Goal. Can you reproduce, word for word, the stretch of the carbon tax page that opens with the words "[P.S. See our" and closes with "driving global warming."?

Selected extract.
Why taxes on carbon pollution are essential, what’s happening now, and how you can help

[P.S. See our special Climate March essay, Blueprint for Saving the World, on Salon.com!]


McDermott economy-wide charge eliminates 6x as much CO2 in 2030 as EPA power plant rule.

McDermott economy-wide charge eliminates 6x as much CO2 in 2030 as EPA power plant rule.

Earth’s climate is changing in costly and painful ways. Yet the transition from climate-damaging fossil fuels to energy efficiency renewable sunlight and wind energy is slow and halting. The biggest obstacle to clean energy is that the market prices of coal, oil and gas don’t include the true costs of carbon pollution. A robust and briskly rising U.S. carbon tax will transform energy investment and consumption and sharply reduce the carbon emissions that are driving global warming.

  • A carbon tax is an “upstream” tax on the carbon content of fossil fuels (coal, oil and natural gas) and biofuels.
  • A carbon tax is the most efficient means to instill crucial price signals that spur carbon-reducing investment. View our spreadsheet to see how fast emissions will fall at different tax levels.
  • A carbon tax will raise fossil fuel prices — that’s the point. The impact on households can be softened through “dividends” (revenue distributions) and/or reducing other taxes that discourage hiring and investing (“tax-shifting or swapping”).
  • Carbon taxing is an antidote to rigged energy pricing that helps fossil fuels destabilize earth’s climate. Unlike cap-and-trade, carbon taxes don’t create complex and easily-gamed “carbon markets” with allowances, trading and offsets.

Latest from the Blog:

New Senate Bill Would Build “Polluter Pays” Principle into Climate Action

November 19, 2014 by Charles Komanoff Comments (3)

(co-authored with CTC senior policy analyst James Handley)

Sheldon Whitehouse gained renown last year for his series of weekly “Time To Wake Up” speeches on the Senate floor addressing the climate crisis. Today, the Democratic Senator from Rhode Island took his climate leadership further as he introduced a comprehensive bill intended to end free dumping of climate pollution into the atmosphere. (Click here for video of the senator’s 80th speech, introducing his bill.)

Whitehouse calls his 30-page measure, which is co-sponsored by Democratic Senator Brian Schatz of Hawaii, the “American Opportunity Carbon Fee Act.” It builds squarely on the growing consensus that clean energy will rapidly and fully displace fossil fuels only when polluters are made to pay for causing climate damage. AOCFA would impose fees on both CO2 and non-CO2 greenhouse gases including fugitive methane from shale gas wells and coal mines. AOCFA also includes a border tax adjustment to impose equivalent climate pollution fees on imported goods from nations that have not enacted their own climate pollution fees. (Click here for background on border tax adjustments.)

Available data.
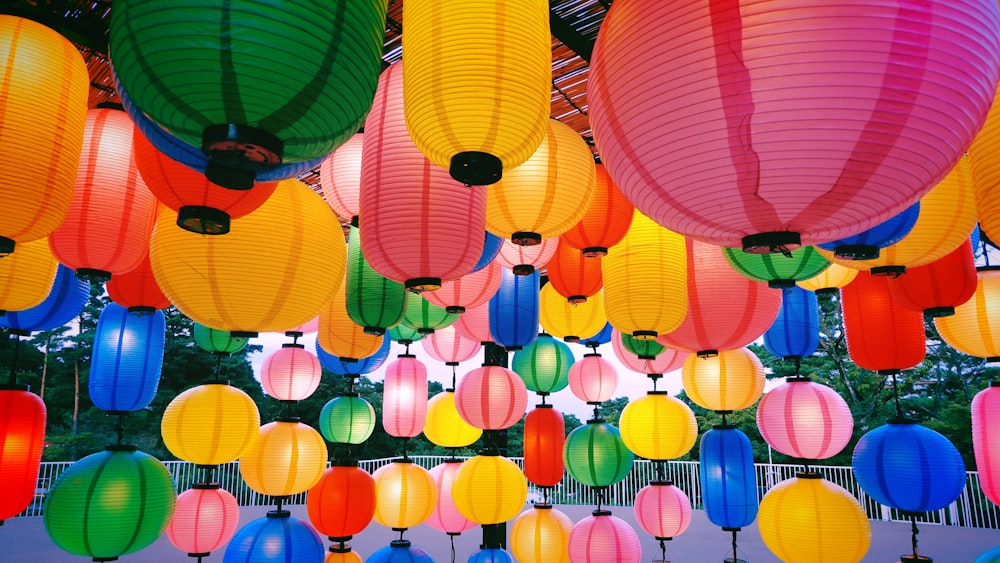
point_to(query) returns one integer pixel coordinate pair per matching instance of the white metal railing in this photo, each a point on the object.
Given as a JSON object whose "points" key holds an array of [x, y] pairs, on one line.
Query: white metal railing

Exercise output.
[P.S. See our special Climate March essay, Blueprint for Saving the World, on Salon.com!]


McDermott economy-wide charge eliminates 6x as much CO2 in 2030 as EPA power plant rule.

McDermott economy-wide charge eliminates 6x as much CO2 in 2030 as EPA power plant rule.

Earth’s climate is changing in costly and painful ways. Yet the transition from climate-damaging fossil fuels to energy efficiency renewable sunlight and wind energy is slow and halting. The biggest obstacle to clean energy is that the market prices of coal, oil and gas don’t include the true costs of carbon pollution. A robust and briskly rising U.S. carbon tax will transform energy investment and consumption and sharply reduce the carbon emissions that are driving global warming.